### OBJECTIVE
Pull out every line of the data below that contains the word "calm", and copy each of those lines in full.

### MATERIAL FOR THIS TASK
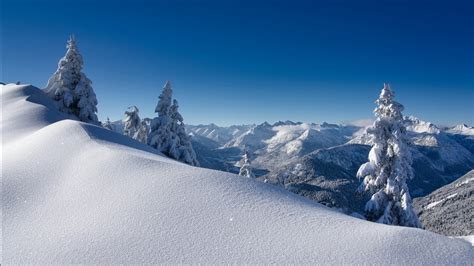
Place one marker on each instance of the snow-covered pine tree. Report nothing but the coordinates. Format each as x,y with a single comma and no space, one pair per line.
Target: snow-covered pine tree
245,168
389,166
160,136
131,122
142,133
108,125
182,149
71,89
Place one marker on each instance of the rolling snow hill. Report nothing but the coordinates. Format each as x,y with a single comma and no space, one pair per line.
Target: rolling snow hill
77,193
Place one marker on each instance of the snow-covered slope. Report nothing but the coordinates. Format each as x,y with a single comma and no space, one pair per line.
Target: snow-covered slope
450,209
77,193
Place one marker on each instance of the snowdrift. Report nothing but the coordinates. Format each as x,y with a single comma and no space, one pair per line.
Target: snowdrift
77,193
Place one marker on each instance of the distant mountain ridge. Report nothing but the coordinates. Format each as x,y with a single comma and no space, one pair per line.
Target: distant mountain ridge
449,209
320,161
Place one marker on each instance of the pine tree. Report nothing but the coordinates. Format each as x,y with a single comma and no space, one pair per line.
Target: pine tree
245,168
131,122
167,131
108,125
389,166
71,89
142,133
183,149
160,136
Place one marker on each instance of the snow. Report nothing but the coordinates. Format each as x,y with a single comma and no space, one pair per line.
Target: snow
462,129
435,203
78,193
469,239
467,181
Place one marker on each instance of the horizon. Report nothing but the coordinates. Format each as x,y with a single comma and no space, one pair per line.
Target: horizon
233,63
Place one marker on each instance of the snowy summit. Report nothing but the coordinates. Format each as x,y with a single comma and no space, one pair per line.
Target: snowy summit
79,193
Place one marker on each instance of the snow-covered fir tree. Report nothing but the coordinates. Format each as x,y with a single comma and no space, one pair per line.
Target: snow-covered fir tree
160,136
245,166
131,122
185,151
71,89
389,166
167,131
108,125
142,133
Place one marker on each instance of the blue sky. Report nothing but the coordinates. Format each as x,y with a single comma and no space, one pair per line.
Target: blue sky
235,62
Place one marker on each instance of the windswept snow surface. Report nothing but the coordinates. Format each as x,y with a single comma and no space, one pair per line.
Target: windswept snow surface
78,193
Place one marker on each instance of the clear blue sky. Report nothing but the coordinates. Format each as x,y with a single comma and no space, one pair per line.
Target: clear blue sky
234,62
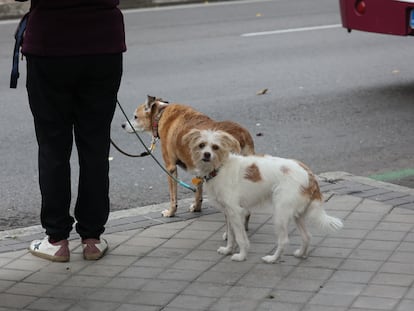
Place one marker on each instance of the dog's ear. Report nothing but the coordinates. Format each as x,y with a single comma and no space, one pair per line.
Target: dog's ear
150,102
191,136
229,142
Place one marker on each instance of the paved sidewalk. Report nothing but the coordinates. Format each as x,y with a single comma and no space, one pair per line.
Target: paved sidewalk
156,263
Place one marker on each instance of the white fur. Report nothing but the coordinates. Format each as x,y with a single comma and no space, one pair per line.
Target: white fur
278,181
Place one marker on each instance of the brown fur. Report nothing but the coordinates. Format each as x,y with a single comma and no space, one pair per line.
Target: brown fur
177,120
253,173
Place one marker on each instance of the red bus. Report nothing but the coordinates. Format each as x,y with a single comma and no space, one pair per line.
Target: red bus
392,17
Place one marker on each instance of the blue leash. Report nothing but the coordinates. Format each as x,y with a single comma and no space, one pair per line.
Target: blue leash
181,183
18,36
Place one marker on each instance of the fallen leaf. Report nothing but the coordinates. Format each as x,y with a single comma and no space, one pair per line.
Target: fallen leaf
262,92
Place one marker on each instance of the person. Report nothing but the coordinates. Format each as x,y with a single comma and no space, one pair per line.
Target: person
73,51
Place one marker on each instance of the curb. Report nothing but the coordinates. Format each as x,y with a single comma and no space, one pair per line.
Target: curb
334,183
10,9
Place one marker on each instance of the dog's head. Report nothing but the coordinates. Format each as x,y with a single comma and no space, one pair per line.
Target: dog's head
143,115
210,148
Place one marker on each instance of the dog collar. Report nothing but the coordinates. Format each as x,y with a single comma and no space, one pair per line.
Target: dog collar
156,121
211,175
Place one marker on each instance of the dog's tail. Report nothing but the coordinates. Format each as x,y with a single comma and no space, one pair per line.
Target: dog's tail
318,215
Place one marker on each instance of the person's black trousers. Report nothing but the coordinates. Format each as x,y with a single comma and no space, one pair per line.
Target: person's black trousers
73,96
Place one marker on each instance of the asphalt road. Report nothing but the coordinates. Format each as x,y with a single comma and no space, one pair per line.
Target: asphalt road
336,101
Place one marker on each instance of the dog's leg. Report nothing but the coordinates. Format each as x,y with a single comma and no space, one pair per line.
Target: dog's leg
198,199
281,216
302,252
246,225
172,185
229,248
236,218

==

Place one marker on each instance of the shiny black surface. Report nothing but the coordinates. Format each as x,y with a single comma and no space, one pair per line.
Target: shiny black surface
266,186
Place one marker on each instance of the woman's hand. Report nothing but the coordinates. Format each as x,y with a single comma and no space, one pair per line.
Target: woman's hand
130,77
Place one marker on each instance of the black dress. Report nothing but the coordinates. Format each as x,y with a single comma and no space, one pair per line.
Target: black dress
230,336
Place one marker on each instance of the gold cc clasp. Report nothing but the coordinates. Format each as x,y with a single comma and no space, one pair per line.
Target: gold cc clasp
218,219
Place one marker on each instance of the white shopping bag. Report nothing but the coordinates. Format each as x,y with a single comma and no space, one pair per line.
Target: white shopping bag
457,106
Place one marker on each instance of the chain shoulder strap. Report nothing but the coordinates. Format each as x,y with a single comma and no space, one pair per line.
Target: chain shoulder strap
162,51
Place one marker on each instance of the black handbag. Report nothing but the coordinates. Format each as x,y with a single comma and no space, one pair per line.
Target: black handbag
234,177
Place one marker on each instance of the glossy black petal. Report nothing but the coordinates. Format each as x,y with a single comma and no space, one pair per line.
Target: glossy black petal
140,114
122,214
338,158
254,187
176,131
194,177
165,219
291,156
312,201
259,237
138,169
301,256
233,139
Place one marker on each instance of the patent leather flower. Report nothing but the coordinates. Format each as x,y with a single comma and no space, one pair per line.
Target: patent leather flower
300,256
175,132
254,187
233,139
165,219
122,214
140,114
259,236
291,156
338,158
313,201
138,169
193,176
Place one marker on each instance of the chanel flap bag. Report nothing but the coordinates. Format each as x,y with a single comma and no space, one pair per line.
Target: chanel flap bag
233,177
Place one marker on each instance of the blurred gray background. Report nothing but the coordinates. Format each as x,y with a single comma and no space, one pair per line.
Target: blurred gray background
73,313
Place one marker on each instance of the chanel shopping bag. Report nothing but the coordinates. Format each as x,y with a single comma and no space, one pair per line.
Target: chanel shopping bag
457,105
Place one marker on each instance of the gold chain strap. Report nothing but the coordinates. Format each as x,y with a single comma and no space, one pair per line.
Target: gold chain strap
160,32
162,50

==

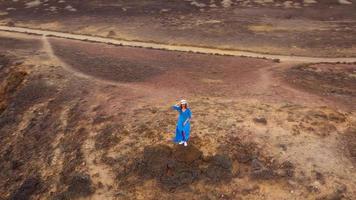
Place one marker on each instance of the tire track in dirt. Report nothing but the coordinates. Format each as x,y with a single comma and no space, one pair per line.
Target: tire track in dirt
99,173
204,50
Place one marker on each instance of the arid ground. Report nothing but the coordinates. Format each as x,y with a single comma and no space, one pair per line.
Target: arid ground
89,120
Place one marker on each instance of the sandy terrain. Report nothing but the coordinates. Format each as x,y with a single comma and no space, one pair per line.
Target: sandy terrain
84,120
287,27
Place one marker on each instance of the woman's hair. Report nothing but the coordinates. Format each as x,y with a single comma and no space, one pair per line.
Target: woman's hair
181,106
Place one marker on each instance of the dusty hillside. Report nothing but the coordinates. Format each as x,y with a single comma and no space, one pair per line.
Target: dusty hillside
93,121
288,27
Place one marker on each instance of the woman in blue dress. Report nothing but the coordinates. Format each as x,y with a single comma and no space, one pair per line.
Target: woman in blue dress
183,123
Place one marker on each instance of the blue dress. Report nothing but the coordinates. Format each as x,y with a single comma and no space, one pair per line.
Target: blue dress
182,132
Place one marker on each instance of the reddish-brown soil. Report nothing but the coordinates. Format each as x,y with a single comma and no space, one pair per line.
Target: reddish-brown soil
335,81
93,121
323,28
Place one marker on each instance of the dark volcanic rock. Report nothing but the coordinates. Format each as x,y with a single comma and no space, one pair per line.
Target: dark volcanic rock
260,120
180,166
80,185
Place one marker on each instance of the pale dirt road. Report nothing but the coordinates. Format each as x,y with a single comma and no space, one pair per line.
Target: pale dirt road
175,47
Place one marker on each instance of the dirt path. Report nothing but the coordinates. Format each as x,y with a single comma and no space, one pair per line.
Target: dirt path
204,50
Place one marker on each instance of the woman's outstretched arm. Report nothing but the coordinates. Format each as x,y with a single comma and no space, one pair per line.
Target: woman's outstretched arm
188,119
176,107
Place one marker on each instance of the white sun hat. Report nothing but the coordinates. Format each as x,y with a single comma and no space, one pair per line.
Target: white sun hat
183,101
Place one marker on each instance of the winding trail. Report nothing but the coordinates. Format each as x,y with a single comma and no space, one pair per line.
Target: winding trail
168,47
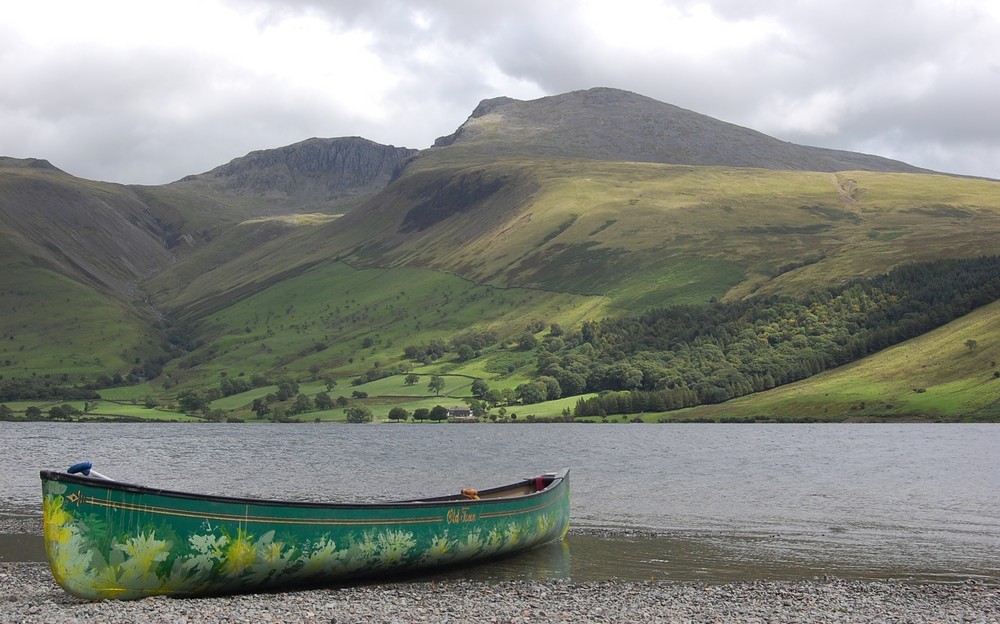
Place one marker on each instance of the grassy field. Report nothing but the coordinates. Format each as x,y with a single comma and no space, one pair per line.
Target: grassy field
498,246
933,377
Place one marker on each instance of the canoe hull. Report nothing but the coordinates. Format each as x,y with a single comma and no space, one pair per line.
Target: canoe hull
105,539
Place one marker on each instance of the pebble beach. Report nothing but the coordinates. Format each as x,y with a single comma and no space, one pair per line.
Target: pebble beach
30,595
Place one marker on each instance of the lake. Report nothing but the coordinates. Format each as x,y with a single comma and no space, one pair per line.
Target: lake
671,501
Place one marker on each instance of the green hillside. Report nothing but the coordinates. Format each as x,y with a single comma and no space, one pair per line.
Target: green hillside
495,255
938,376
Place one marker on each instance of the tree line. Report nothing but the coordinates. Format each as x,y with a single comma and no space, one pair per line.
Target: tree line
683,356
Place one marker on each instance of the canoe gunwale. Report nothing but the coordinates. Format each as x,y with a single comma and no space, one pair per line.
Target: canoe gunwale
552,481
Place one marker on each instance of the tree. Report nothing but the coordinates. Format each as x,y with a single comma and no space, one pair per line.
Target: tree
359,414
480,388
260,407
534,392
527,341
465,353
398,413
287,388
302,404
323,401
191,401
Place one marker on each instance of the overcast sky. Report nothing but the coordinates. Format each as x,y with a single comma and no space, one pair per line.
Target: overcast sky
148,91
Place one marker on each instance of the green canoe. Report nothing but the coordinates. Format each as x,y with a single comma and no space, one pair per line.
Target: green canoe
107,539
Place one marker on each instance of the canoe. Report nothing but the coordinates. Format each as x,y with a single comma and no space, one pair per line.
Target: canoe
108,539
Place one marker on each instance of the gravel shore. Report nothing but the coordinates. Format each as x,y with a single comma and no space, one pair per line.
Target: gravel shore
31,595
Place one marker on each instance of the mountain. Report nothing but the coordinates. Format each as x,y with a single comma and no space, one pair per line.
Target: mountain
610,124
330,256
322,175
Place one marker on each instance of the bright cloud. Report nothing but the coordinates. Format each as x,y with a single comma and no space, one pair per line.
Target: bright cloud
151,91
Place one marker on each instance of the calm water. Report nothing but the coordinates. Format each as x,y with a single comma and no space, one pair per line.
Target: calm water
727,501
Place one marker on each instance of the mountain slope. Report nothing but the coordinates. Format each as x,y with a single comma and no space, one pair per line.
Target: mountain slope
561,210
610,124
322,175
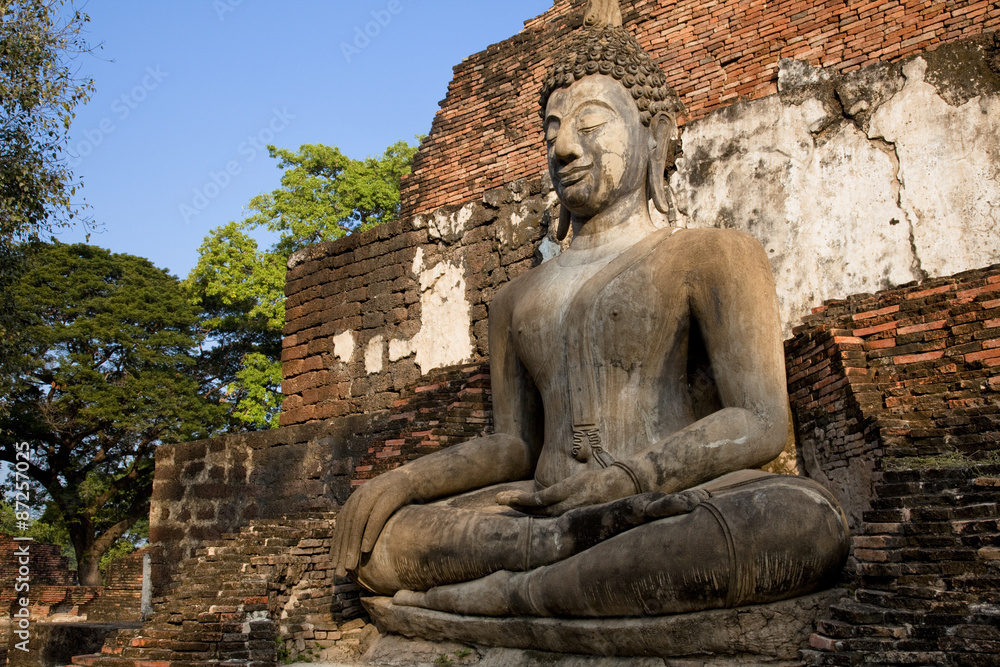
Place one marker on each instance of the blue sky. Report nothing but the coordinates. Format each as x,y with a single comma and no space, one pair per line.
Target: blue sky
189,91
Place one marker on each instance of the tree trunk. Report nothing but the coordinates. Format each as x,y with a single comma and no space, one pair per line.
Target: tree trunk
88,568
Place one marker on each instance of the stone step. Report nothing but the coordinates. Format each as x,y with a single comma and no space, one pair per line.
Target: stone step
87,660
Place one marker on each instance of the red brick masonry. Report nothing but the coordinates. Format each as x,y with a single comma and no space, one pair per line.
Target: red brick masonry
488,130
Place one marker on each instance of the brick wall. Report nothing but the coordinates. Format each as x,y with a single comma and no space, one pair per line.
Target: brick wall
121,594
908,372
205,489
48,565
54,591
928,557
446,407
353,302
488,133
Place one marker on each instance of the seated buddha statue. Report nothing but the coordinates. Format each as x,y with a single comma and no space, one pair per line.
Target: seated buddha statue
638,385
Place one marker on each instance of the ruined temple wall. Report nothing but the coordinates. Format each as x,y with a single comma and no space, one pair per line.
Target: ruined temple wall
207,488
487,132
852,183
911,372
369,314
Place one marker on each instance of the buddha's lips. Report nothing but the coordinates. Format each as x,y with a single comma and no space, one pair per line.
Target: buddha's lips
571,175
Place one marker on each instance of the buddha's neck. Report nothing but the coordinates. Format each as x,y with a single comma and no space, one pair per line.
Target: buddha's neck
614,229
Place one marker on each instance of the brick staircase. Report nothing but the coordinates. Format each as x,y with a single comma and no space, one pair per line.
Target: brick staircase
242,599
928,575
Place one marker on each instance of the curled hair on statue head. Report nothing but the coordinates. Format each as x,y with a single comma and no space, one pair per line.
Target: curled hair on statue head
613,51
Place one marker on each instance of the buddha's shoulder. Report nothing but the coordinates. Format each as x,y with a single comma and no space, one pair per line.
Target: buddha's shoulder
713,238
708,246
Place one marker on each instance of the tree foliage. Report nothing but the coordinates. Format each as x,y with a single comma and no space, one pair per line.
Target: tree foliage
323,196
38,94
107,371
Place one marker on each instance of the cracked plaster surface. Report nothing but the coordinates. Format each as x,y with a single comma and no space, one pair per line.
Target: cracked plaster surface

### COMPLETE ANSWER
Place one marker on each instance of the calm water. Report nothing but the coordinates. Format each as x,y with a single comma and no space, one pair per line.
Target: calm water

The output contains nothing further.